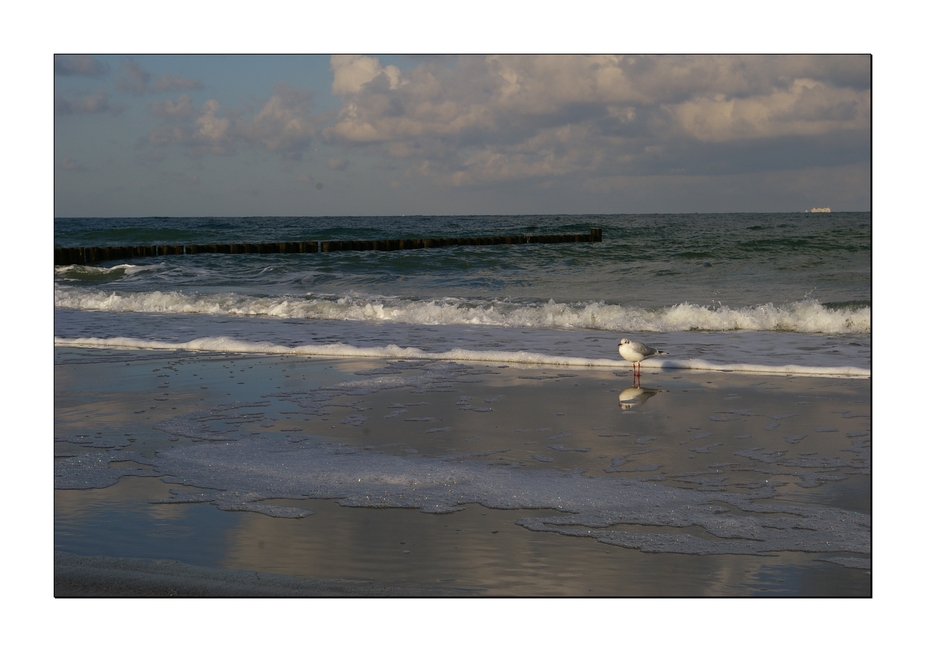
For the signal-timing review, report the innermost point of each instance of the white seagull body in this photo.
(635, 352)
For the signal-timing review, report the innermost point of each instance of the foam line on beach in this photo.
(230, 345)
(807, 316)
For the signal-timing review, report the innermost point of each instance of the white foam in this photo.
(807, 316)
(228, 344)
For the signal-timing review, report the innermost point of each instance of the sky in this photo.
(240, 135)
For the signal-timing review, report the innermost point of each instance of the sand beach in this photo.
(193, 473)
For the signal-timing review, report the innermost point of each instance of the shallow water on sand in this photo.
(246, 462)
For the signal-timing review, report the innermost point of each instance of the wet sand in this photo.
(711, 469)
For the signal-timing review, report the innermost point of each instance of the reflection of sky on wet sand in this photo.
(716, 435)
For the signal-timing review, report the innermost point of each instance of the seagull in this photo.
(635, 352)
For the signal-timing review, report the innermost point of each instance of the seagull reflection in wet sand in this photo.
(636, 395)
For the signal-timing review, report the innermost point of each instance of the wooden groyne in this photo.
(97, 254)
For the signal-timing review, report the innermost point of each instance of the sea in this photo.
(757, 293)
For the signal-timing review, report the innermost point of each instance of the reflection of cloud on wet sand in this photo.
(699, 471)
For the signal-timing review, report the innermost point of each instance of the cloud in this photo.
(136, 80)
(182, 109)
(284, 125)
(478, 120)
(97, 102)
(83, 65)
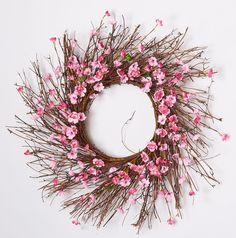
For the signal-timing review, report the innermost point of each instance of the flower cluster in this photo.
(58, 136)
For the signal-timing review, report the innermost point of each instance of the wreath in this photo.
(99, 185)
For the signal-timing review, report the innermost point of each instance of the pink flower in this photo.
(40, 111)
(210, 73)
(20, 89)
(100, 45)
(98, 163)
(58, 71)
(179, 61)
(81, 116)
(173, 118)
(71, 132)
(187, 97)
(181, 179)
(141, 48)
(117, 63)
(87, 71)
(120, 210)
(53, 39)
(115, 180)
(92, 96)
(164, 169)
(163, 109)
(98, 87)
(186, 161)
(73, 98)
(73, 117)
(145, 157)
(133, 201)
(93, 32)
(143, 182)
(163, 147)
(124, 179)
(134, 70)
(53, 164)
(51, 105)
(170, 100)
(196, 119)
(158, 95)
(123, 54)
(185, 68)
(76, 222)
(162, 119)
(124, 79)
(52, 92)
(80, 90)
(152, 146)
(55, 181)
(161, 132)
(74, 144)
(152, 61)
(107, 13)
(159, 22)
(27, 152)
(72, 155)
(120, 72)
(171, 221)
(225, 137)
(191, 193)
(47, 77)
(132, 191)
(196, 137)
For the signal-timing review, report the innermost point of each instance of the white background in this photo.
(25, 28)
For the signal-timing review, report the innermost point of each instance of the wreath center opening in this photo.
(121, 120)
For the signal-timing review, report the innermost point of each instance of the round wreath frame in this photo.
(161, 68)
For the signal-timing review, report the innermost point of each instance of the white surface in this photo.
(109, 123)
(26, 26)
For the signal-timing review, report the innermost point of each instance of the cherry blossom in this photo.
(163, 109)
(162, 119)
(161, 132)
(191, 193)
(53, 164)
(98, 87)
(171, 221)
(53, 39)
(210, 73)
(72, 155)
(132, 191)
(145, 157)
(143, 182)
(152, 146)
(159, 22)
(225, 137)
(71, 132)
(185, 68)
(47, 77)
(134, 70)
(20, 89)
(76, 222)
(170, 100)
(152, 61)
(55, 181)
(74, 144)
(98, 163)
(158, 95)
(27, 152)
(141, 48)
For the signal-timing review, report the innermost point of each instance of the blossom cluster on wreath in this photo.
(86, 80)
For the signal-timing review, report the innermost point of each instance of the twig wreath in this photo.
(67, 161)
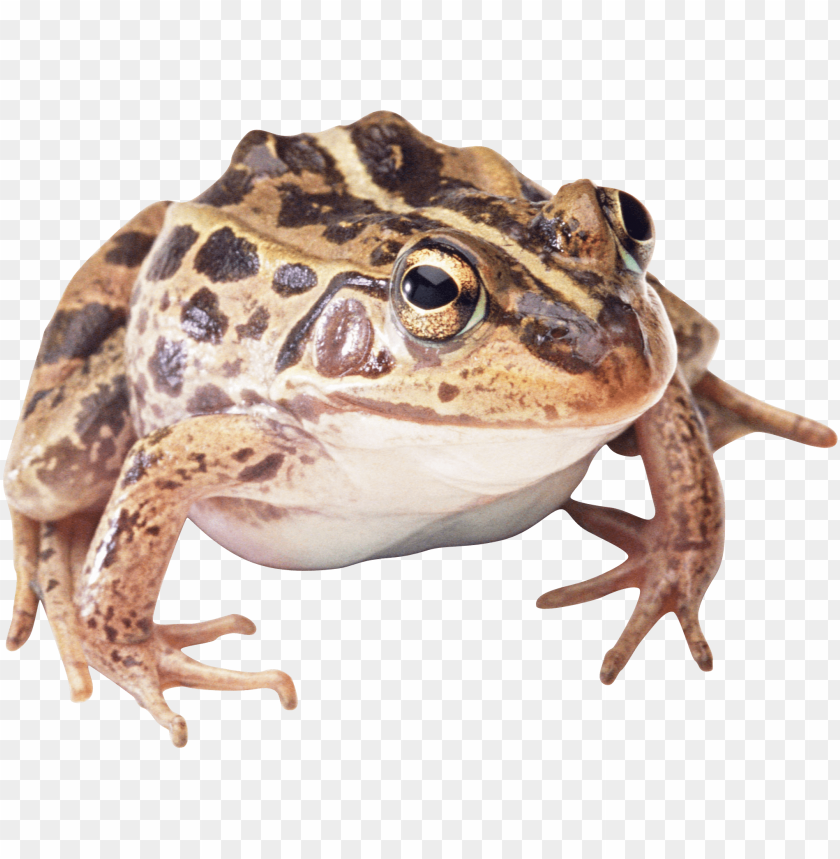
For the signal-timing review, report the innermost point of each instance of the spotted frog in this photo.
(360, 344)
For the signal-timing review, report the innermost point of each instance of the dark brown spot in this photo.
(202, 319)
(79, 333)
(167, 260)
(265, 469)
(155, 438)
(106, 408)
(231, 369)
(344, 338)
(140, 387)
(33, 402)
(142, 462)
(124, 532)
(129, 249)
(293, 279)
(201, 459)
(226, 257)
(209, 400)
(167, 366)
(447, 392)
(230, 189)
(377, 365)
(255, 327)
(397, 159)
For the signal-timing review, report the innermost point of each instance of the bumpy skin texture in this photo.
(256, 359)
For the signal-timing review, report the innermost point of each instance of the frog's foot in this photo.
(46, 556)
(25, 532)
(147, 668)
(669, 578)
(673, 557)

* * *

Copy the data exactly, from the line with "twig wreath in this photo." up to and including the last line of the data, and leave the pictures out of your copy.

For the signal-timing review, report the innermost point of each instance of the twig wreath in this photo.
(67, 161)
For the signal-timing review, report the innermost point of each instance of the spotted frog in this photo.
(360, 344)
For the signal-timing review, report the innermost point of each instance of the dark brown spot in this photo.
(202, 319)
(79, 333)
(167, 260)
(265, 469)
(155, 438)
(106, 408)
(231, 369)
(344, 338)
(140, 387)
(33, 402)
(142, 462)
(124, 532)
(129, 249)
(293, 279)
(201, 459)
(226, 257)
(209, 400)
(167, 366)
(447, 392)
(230, 189)
(377, 365)
(255, 327)
(397, 159)
For the signal-timing review, report the innermost point of each instance of the bumpy skin texture in this photo.
(256, 359)
For the signal-timing review, report the innermost point of each instance of the frog's foot in this photo.
(46, 556)
(25, 532)
(147, 668)
(669, 578)
(673, 557)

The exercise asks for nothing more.